- Given exercise A: Repeat the listing from the line containing "face visible in the photo above." through the end of the listing, swapping "JSON array" for "JSON list" and leaving everything else unchanged.
---+---
The following users thanked this post: SiliconWizard

Offline Boscoe

  • Frequent Contributor
  • **
  • Posts: 285
Re: MoSys Quazar QPR memory - RAM access via transceivers
« Reply #1 on: November 24, 2020, 09:25:12 pm »
I’m no expert and I’m not entirely sure I understand your suggestion but I imagine it’s because transceivers take up a lot of die area increasing cost. I imagine custom packaged memories with some logic and their own transceivers would be costly to develop and too specific to fit many applications. You can achieve the same thing with many DDRx memories and the internal logic of the FPGA, why add in a load of 10G transceivers as well? For ease of development? I think by this point you’ve already got seven figure funding and so it’s not really a problem.
 

Online ejeffrey

  • Super Contributor
  • ***
  • Posts: 4032
  • Country: us
Re: MoSys Quazar QPR memory - RAM access via transceivers
« Reply #2 on: November 24, 2020, 10:38:10 pm »
I think the biggest problem would be latency.  Transceivers typically add a minimum of a few cycles of delay in the parallel clock domain on each end.  10 ns of latency added to a high speed network interface is nothing, but for DRAM every nanosecond counts.  In addition, most tranceiver based interfaces are packetized, and packet processing would add additional latency and overhead for the small transactions common with RAM.  Rambus DRAM back in the P4 era used a fast, narrow (but parallel) bus with packetized traffic and suffered latency compared to the DDR SDRAM it competed with.

I'm not sure how power would come out.  10G+ Transceivers aren't exactly low power devices, and you would probably still have a smaller parallel bus at the DRAM side.  In principle each memory chip could have an on-chip controller and a dedicated lane, but that would be inflexible, and also maybe make latency worse depending on how you stripe your data.  I guess you would more likely end up with a memory controller on each memory module with ~4 lanes dedicated to it and a parallel array of DRAM chips connected to that controller.  My guess then is that any power savings on the DRAM parallel interface would be more than cancelled by the transceivers.
---+---
- Given exercise B: In the forum thread, what did Rambus DRAM suffer from compared to the DDR SDRAM it competed with?

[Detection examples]
---+---
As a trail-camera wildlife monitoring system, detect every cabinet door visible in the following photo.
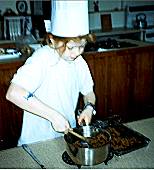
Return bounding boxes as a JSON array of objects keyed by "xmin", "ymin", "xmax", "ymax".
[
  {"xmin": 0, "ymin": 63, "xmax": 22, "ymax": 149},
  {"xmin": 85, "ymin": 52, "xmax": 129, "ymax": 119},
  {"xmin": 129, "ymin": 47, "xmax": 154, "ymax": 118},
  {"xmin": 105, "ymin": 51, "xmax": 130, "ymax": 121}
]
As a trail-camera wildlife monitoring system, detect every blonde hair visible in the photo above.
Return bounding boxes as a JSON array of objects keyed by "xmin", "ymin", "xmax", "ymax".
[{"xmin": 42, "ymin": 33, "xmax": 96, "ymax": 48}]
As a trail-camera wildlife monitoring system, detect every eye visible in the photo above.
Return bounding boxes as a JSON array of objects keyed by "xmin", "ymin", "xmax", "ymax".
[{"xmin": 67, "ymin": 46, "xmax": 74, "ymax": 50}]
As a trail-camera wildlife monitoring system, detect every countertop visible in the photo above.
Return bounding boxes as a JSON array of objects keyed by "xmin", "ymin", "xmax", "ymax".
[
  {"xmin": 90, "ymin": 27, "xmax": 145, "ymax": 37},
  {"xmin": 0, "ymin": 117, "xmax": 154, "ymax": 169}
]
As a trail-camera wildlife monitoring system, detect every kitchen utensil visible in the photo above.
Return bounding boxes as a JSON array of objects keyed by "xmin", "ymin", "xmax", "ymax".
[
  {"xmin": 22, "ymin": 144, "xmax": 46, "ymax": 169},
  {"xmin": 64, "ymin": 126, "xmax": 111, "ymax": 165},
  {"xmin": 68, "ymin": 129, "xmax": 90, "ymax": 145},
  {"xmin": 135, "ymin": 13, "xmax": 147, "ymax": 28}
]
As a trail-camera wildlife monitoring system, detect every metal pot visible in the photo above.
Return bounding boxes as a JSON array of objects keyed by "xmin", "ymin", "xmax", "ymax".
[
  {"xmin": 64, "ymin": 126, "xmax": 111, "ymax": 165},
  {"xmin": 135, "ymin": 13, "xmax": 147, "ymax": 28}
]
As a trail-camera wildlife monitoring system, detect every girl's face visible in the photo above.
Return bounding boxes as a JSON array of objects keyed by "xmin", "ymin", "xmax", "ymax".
---+---
- Exercise result A:
As a trail-camera wildlife monitoring system, detect every girl's face visible in the photo above.
Return bounding boxes as a JSON list of objects keyed by "xmin", "ymin", "xmax", "ymax".

- Exercise result B: Latency.